- [本文抜粋]
自分は医療者ですが、第一子の時に正常分娩(自費)で入院した以外は入院経験がなく、今回の切迫早産で初めて医療保険で入院しました。

退院時に、医療費の領収書・明細書を見て気づいた発見と不思議に感じたことをお伝えしたいと思います。

●健康保険と「保険適応外」

まず、日本は「国民皆保険制度」により、公的保険に加入することが必須です。
逆に、健康保険に加入していることで、ほとんどの医療を3割負担以下で受けることができます。

では、「保険適応外」とは何でしょうか?
「保険適応外」=健康保険が適応されないものです。
基本的に10割自己負担になります。

具体的には、

・自由診療
・正常分娩
・予防接種
・評価療養(先進医療、医薬品・医療機器の治験など)
・選定療養(差額ベッド代、時間外診療、初診・再診料※病院による)
・入院中の食事代・日用品代

こう見ると、「保険内」の入院でも、食事代や差額ベッド代は毎日10割負担で発生することが分かります。
特に、差額ベッド代は¥5000-¥20000/泊ですので、切迫早産などいつ退院になるか分からない身としてはとても怖くて、個室は希望しませんでした。

- [課題の内容] 入院医療費の文章を、最後の文の後から書き進めてください。 次のエントリーは、入院医療費の文章とは別の出典によるものです。

- [分析用データ]

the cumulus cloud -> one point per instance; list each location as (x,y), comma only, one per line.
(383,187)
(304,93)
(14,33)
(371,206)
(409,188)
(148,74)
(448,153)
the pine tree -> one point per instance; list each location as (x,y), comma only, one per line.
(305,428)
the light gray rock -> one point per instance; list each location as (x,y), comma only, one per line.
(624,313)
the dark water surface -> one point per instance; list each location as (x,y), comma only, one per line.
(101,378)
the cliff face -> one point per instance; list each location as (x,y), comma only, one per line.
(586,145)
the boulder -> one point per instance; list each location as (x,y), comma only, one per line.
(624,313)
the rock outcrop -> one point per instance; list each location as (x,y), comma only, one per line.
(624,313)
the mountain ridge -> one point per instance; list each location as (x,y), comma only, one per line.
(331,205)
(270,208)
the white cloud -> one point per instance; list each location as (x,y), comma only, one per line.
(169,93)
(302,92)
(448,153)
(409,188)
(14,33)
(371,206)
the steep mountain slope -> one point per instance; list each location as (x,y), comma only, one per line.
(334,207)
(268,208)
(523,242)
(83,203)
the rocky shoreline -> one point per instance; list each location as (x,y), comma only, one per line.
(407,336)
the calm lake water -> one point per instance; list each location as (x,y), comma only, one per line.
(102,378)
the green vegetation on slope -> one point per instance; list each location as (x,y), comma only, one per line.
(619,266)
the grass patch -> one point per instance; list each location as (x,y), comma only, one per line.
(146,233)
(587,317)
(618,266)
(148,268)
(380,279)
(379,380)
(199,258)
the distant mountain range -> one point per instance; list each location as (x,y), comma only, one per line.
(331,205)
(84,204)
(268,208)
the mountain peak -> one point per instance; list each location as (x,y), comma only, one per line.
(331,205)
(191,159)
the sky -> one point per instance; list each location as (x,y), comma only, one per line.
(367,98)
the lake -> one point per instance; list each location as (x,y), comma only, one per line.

- [解答]
●高額療養費制度とその注意点

では、入院日数や病気によって3割負担だとしても際限なく医療費がかかってしまうのかというと、そうではありません。日本には、「高額療養費制度」というものがあります。

「高額療養費制度」とは、
健康保険に加入している人であれば誰でも、「自己負担の上限が決まる」、というものです。自己負担額は年齢や収入に応じて異なります。(月1万5000円くらいから20万円くらいまで幅があります)

素晴らしい、セーフティネットですが、注意点が3つあります。
①月毎にリセットされる
②「保険適応外」の料金は別
③事前 or 事後の申請が必要

です。

それぞれについて補足します。

①月毎にリセットされる
「1回の入院に対する上限」ではなく「1ヶ月に支払う上限」が決まっているだけです。
なので、月をまたぐ入院の際には注意が必要です。

②「保険適応外」の料金は別
前項でお伝えした、「保険適応外」の料金は上限額には含まれません。
なので、「月10万までの支払いでいいはず」と思っていても、差額ベッド代や食事代により、高額になっていく可能性があります。

③事前 or 事後の申請が必要
最後の注意点は、「申請が必要」ということです!健康保険に加入していれば誰でも受けられるセーフティネットですが、申請は必要です。
申請方法は大きく3つです。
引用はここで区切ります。